PROBLEM DESCRIPTION → Filter the listing down to the lines containing the word "background".

RECORD EXTRACTS →
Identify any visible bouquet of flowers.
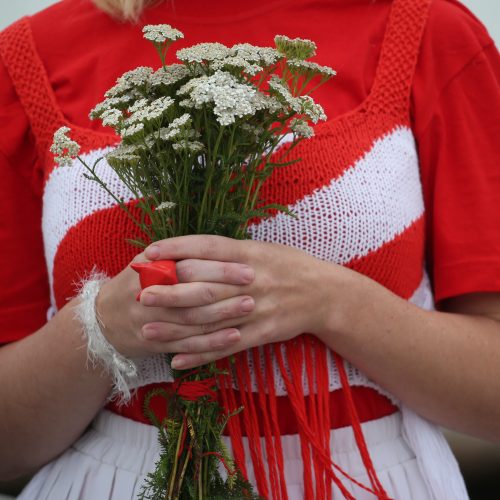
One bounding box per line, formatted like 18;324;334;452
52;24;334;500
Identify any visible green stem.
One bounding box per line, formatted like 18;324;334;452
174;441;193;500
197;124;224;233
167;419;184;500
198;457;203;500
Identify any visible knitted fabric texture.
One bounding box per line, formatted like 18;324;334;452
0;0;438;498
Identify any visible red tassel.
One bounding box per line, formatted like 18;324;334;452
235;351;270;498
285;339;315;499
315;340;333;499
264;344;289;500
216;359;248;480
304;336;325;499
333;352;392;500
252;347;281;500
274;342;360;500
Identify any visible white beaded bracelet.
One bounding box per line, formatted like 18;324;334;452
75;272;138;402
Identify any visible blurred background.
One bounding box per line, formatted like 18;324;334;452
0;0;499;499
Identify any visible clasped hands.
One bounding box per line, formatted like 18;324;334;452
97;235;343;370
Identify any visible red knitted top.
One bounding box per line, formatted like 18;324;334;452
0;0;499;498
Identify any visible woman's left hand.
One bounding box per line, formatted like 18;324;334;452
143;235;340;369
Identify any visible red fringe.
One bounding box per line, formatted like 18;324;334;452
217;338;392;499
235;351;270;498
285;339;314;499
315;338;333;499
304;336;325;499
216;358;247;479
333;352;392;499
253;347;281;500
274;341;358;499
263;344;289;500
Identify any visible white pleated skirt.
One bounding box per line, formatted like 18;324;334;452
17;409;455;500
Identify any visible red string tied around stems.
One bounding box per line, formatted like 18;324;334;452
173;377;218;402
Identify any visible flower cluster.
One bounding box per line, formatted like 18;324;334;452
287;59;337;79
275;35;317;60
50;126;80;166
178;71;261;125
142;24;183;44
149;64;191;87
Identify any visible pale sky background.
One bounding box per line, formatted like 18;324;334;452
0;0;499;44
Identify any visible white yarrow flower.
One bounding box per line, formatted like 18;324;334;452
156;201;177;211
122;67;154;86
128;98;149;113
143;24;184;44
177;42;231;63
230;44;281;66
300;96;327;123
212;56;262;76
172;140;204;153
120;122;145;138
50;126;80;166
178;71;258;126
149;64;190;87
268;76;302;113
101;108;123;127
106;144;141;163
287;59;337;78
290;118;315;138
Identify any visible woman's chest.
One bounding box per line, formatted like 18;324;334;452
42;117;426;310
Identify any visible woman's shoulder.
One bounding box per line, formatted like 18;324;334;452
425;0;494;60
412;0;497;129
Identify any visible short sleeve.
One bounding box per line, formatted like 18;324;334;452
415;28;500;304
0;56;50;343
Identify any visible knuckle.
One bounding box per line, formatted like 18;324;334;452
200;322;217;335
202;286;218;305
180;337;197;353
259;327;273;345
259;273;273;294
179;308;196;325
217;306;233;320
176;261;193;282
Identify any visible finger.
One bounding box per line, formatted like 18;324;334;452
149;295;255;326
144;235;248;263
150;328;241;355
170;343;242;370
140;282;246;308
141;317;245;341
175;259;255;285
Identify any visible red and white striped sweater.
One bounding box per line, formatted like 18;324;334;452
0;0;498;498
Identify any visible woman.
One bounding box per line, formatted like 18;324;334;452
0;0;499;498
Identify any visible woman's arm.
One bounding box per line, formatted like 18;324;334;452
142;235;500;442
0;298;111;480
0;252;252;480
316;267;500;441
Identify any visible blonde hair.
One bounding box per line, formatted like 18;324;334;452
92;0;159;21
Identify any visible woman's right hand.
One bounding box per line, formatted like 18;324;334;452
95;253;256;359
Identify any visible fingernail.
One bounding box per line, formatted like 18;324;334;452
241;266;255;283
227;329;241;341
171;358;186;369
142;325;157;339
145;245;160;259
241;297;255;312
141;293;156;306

* * *

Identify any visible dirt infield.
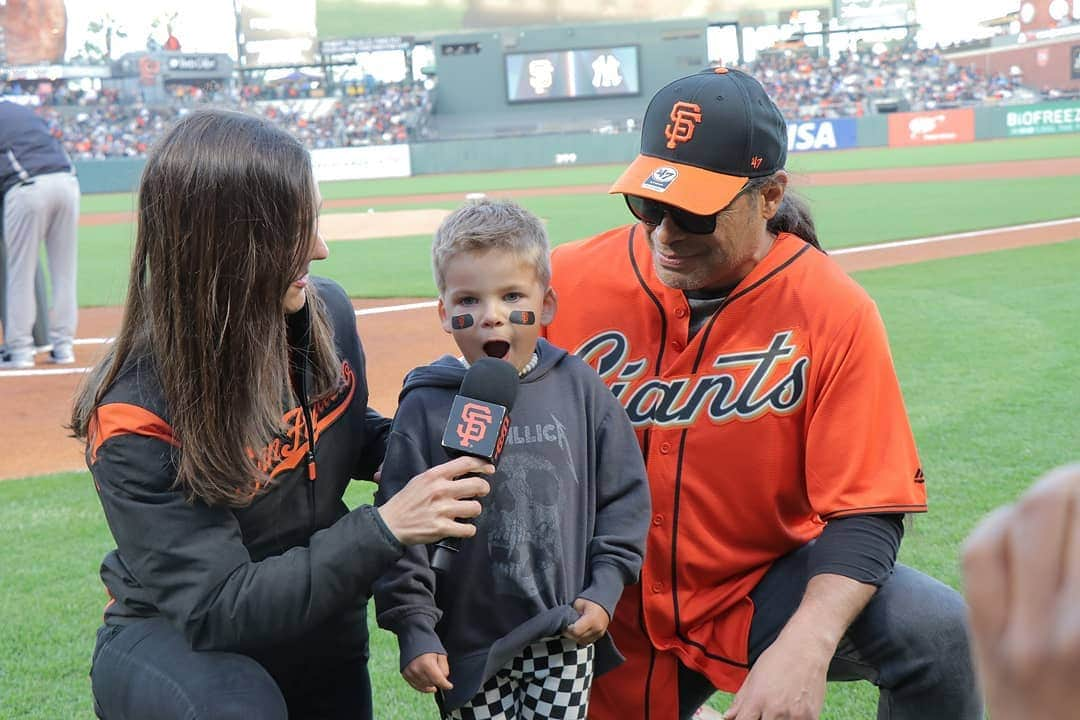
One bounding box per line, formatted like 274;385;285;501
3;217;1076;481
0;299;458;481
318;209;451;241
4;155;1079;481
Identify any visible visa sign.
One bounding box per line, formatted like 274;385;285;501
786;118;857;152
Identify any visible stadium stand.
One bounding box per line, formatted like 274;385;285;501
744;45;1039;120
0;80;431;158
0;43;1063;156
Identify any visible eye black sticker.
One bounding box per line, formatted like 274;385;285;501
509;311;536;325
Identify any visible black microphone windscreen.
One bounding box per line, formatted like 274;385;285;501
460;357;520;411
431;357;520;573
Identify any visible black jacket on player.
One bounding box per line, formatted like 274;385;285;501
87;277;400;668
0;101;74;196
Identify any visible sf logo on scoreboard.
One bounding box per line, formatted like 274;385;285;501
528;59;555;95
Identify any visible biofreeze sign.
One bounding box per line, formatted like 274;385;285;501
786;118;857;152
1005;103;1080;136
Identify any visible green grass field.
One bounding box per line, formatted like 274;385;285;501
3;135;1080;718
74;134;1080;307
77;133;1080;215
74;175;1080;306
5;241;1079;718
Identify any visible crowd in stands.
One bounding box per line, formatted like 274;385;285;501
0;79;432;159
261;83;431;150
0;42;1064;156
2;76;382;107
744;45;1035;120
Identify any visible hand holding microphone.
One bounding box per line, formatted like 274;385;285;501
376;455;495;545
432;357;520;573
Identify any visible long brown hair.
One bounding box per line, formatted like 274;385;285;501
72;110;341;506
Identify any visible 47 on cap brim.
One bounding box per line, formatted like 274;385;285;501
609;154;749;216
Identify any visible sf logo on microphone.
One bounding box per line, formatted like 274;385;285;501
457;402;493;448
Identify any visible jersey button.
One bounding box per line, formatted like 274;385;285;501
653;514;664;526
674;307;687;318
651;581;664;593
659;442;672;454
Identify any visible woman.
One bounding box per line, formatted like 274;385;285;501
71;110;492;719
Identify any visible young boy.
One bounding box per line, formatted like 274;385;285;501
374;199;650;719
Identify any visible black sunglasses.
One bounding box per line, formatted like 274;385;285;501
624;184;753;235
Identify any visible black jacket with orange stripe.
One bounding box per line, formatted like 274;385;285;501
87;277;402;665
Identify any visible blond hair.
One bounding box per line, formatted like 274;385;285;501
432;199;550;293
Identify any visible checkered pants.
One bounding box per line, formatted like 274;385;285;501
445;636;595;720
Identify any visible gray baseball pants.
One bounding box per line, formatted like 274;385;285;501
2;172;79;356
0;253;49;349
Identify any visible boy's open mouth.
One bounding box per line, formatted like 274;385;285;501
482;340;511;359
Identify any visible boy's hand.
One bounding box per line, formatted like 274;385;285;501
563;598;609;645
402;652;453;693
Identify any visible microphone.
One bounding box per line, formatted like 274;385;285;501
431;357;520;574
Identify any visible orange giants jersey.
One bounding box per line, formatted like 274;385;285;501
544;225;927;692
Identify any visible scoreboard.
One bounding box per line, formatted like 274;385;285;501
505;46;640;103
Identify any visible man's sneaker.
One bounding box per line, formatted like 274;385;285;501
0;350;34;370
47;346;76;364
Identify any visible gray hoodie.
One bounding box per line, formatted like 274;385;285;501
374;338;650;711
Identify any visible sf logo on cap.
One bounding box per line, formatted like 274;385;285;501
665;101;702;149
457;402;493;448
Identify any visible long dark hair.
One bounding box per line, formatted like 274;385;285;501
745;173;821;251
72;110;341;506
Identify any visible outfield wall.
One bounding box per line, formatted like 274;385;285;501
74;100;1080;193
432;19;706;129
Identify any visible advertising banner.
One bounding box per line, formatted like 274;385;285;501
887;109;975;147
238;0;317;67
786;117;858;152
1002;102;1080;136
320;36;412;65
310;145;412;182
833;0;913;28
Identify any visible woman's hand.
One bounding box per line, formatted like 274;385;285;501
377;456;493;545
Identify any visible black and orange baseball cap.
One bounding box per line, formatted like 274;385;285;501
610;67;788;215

SOLVED EXERCISE →
Identify any visible blurred background.
Identify any visible pale sky background.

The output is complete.